(Collected data entries)
^^^^^^^^
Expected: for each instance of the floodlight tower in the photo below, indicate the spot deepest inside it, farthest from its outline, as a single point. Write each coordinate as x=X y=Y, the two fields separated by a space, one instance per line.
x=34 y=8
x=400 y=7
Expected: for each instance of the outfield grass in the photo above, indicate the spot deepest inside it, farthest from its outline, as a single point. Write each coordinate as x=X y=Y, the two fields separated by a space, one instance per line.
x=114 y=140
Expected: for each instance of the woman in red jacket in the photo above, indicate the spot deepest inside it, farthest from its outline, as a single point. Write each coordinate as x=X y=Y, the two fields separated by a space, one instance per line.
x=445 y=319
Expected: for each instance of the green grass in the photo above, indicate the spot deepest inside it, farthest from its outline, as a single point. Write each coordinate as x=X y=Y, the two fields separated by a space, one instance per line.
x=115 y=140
^^^^^^^^
# DIRECTIVE
Can you write out all the records again, replacing every "single point" with "lone point" and leaving everything else unchanged?

# FULL RESPONSE
Expected: for each instance of the floodlight tower in the photo below, indicate the spot deepest inside it, farthest from its outline, as a lone point. Write each coordinate as x=X y=Y, the two fields separated by a space, one instance per line.
x=34 y=8
x=400 y=7
Expected: for each instance of the outfield grass in the photo above, indicate the spot deepest inside it, farthest from its outline, as a lone point. Write each coordinate as x=X y=Y, the two fields separated by a space, one instance per line.
x=114 y=140
Expected: for each instance of the woman in red jacket in the photo above, indicate the spot deepest inside it, farthest from its outline, as a lone point. Write each coordinate as x=X y=Y, the two fields separated by a space, one instance per line.
x=445 y=319
Expected: for each instance of the green grass in the photo above, indicate the spot deepest inside it, farthest from its outline, as a lone point. Write each coordinate as x=X y=Y, the two fields separated by a space, one instance per line.
x=115 y=140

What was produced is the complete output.